- Consegna -
Prosegui il brano sul carro con Donald Trump al Carnevale di Viareggio commentato da Jimmy Kimmel, ripartendo subito dopo l'ultima frase.

- Brano citato -
##########

Il Carnevale di Viareggio sbarca negli Stati Uniti, approdando addirittura al “Jimmy Kimmel Live“. Uno dei protagonisti di un carro è Donald Trump, e il conduttore americano lo ha commentato così:
“In Italia si sono occupati del nostro presidente in maniera molto particolare. Il Carnevale di Viareggio è un evento che si svolge in Toscana e risale al 1873. Quest’anno hanno dedicato molto tempo a progettare questo pupazzo del nostro presidente, tenuto in mano da un pennuto gigante: c’è un piccolo e cattivo Donald Trump calvo. Tra l’altro, stanno facendo causa a quel carro per 20 miliardi di dollari”.
Sì, quella della causa è una battuta, ma Jimmy Kimmel conosce bene le reazioni del Presidente: il suo show, in seguito a una frase ironica, è stato chiuso per diversi giorni.

##########

[Voci salvate]
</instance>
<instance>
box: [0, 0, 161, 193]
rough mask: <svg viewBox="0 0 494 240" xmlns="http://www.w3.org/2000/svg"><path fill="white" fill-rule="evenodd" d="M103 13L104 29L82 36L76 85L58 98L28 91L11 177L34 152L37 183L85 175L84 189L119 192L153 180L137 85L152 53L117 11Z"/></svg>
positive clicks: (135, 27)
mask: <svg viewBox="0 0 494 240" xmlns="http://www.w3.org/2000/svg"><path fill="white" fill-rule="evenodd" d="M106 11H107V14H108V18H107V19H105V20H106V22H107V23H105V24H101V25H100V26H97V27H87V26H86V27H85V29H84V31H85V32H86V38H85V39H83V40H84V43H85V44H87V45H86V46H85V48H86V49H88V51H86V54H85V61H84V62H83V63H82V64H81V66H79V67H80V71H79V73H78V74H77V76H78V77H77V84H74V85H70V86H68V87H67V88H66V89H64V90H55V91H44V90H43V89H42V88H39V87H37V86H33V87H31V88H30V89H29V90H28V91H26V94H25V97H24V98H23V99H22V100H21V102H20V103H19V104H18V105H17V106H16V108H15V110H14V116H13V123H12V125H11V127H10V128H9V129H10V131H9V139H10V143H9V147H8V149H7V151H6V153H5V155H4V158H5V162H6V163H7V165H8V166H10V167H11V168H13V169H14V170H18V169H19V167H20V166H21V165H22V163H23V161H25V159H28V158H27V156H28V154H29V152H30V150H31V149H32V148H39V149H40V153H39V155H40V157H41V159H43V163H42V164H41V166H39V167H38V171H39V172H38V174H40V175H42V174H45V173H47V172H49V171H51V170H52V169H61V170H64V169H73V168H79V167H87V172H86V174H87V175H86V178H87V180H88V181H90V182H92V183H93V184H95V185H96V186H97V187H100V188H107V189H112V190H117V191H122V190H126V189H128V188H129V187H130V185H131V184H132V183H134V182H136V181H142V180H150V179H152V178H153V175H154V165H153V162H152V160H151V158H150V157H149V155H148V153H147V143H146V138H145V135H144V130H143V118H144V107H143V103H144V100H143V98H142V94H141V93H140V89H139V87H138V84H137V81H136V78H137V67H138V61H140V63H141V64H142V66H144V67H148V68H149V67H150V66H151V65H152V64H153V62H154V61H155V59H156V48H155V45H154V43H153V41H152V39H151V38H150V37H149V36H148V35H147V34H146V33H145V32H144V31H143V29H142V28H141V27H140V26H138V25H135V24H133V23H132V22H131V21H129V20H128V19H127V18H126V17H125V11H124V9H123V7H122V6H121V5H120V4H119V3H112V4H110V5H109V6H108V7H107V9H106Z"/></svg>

##########

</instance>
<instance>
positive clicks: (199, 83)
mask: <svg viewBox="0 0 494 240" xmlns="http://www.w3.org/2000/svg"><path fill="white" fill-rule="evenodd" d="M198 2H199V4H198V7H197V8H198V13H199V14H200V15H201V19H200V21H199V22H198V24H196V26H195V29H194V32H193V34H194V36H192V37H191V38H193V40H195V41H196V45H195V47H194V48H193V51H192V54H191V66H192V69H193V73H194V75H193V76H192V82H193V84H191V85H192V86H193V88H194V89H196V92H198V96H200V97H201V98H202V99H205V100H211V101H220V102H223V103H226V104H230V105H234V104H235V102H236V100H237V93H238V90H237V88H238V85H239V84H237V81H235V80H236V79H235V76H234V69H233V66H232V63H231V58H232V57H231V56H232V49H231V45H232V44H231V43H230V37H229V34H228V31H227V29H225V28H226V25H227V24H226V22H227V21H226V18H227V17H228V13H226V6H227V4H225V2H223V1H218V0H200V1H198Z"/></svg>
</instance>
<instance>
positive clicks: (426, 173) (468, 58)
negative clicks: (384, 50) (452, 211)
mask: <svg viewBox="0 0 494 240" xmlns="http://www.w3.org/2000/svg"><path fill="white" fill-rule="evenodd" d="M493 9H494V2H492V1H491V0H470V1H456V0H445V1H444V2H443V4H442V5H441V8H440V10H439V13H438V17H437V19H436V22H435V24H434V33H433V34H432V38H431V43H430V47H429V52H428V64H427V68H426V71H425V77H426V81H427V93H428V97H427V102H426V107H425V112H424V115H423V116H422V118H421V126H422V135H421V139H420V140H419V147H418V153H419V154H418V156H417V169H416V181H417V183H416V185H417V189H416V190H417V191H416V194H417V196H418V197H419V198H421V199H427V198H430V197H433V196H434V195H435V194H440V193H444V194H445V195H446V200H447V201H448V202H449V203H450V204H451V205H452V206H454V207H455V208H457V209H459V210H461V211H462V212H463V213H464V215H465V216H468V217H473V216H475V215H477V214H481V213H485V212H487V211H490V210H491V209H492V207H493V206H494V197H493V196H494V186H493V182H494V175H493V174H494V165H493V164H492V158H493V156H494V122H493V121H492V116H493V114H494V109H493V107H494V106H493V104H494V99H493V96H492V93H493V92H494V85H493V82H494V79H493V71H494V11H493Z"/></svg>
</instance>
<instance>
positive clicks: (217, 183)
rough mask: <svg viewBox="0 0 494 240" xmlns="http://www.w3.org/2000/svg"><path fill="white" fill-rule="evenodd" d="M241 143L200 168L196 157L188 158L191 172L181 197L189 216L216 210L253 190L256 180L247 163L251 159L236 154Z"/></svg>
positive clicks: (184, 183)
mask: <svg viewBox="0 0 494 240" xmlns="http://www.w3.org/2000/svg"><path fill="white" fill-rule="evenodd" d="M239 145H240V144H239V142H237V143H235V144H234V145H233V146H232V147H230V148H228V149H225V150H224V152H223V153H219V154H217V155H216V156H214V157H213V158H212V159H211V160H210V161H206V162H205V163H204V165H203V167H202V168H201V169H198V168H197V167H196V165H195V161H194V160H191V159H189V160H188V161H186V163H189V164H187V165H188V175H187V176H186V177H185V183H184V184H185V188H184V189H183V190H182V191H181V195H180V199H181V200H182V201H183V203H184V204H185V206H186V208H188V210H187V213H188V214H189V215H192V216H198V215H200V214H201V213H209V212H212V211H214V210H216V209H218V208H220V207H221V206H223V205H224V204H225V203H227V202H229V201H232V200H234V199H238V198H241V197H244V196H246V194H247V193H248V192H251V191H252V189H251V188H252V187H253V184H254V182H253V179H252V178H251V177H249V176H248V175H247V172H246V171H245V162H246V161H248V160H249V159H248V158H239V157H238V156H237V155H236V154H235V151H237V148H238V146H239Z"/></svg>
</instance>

##########

- Risultato dell'esercizio -
Vale la pena ricordare che i carri del Carnevale di Viareggio sono il frutto di mesi di progettazione e lavoro artigianale. Realizzati in cartapesta – con carta riciclata, farina e acqua – rappresentano un’arte tramandata di generazione in generazione. Le strutture, che possono raggiungere i 20 metri di lunghezza e i 12 di larghezza, sono vere e proprie opere architettoniche in movimento. Oltre alla satira politica, con i carri vengono affrontati temi come la crisi climatica e le guerre.
Il carro in questione è stato creato da Valentina e Fabrizio Galli che, come riportato da Biccy, descrivono l’opera così:
“Con la nuova ‘era Trump’ il mondo è tornato indietro nel tempo, i diritti acquisiti sono spazzati via con una semplice firma. La deportazione è la nuova arma. Dalle sabbie del tempo ormai capovolto tornano a difendere il proprio popolo i nativi americani. Il guerriero azteco, intento a togliere i capelli al presidente, vuole ricordargli che l’immigrato è lui e che gli USA sono solo uno degli Stati che popolano quella meravigliosa terra chiamata America”.
In fondo è proprio questa la forza del Carnevale di Viareggio: travestire la critica da festa, usare la cartapesta per dire cose scomode e far viaggiare la satira ben oltre i confini italiani. Se un carro toscano finisce al centro di uno show americano, significa che il messaggio è arrivato forte e chiaro.